:: Material supplied ::

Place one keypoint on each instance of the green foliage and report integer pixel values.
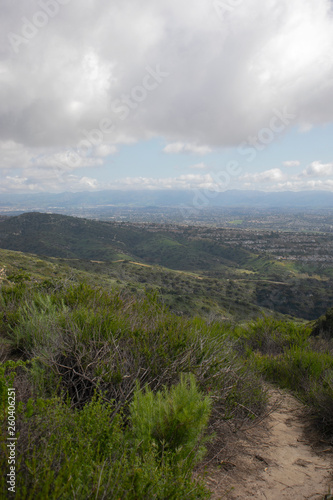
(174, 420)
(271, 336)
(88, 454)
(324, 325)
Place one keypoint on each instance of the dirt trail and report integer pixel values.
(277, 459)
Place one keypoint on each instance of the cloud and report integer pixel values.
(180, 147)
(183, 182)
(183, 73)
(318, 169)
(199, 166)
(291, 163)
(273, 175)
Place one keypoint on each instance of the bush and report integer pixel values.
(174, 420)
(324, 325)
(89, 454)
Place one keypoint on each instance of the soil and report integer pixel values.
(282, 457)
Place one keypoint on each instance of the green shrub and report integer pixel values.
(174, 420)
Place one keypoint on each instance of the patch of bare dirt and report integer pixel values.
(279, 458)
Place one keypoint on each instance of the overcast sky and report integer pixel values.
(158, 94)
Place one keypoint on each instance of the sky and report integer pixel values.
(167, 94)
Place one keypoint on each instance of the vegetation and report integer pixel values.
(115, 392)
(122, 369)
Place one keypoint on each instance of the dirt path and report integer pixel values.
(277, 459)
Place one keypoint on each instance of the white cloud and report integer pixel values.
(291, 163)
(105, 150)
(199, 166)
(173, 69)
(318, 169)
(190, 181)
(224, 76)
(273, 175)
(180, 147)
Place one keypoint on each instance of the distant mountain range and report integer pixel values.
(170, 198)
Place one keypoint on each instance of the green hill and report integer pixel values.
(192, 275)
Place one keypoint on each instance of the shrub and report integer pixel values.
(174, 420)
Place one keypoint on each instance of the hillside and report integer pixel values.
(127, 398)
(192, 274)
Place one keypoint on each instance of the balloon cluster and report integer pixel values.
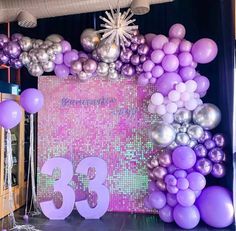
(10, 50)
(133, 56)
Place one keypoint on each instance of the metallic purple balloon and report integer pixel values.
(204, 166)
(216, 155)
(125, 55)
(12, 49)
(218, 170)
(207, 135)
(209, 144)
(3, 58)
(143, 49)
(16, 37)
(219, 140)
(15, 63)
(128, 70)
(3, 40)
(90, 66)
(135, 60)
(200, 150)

:: Short task ::
Every record must be copied exactly, with the pictures left out.

:: Answer ::
Place one keypoint on each instance of the green foliage and report integer pixel values.
(174, 420)
(271, 336)
(88, 454)
(324, 325)
Place one keypoint on each instance of the dirt trail and report integer pixel values.
(277, 459)
Place one keypoint on each instance of the cloud and report integer pixel values.
(180, 147)
(183, 182)
(183, 73)
(318, 169)
(199, 166)
(291, 163)
(273, 175)
Place one keypoint on each instance of the bush and report integer pixel values.
(174, 420)
(324, 325)
(89, 454)
Place one keypoint on each instance of the soil and report integer pixel values.
(282, 457)
Place one keypoint on each instance of the green shrub and report integer pixel values.
(174, 420)
Place one keypoint on each instance of the patch of bare dirt and report integer pixel values.
(279, 458)
Place one keypoint on each instance of the overcast sky and report integer pixel values.
(158, 94)
Place one keypoint on each instance of the sky and report integer pixel values.
(167, 94)
Place one keypoint on each instance of the vegetation and report integer pixel values.
(115, 392)
(122, 369)
Place one keypoint on each instance of the dirt path and report integer pixel values.
(277, 459)
Place one keypoint on each instance of the white cloud and report integer pixel values.
(291, 163)
(105, 150)
(199, 166)
(173, 69)
(318, 169)
(190, 181)
(224, 76)
(273, 175)
(180, 147)
Place one keypoint on each instance of the distant mountain range and report integer pixel values.
(170, 198)
Place one keypoint on each instance of the green hill and report integer pixel values.
(192, 275)
Place one keypoint on each instance of the shrub and report integer pixel values.
(174, 420)
Place one keypoint on each instance of the hillside and report integer pixel values.
(127, 398)
(192, 274)
Place one keypoint on each instance of the balloon cluster and report integer pixel values.
(10, 50)
(133, 56)
Place one keypoint on each instance of the metallic purple balloon and report integer pixel values.
(204, 166)
(216, 155)
(125, 55)
(12, 49)
(218, 170)
(207, 135)
(209, 144)
(3, 58)
(143, 49)
(16, 37)
(219, 140)
(15, 63)
(128, 70)
(3, 40)
(90, 66)
(135, 60)
(200, 150)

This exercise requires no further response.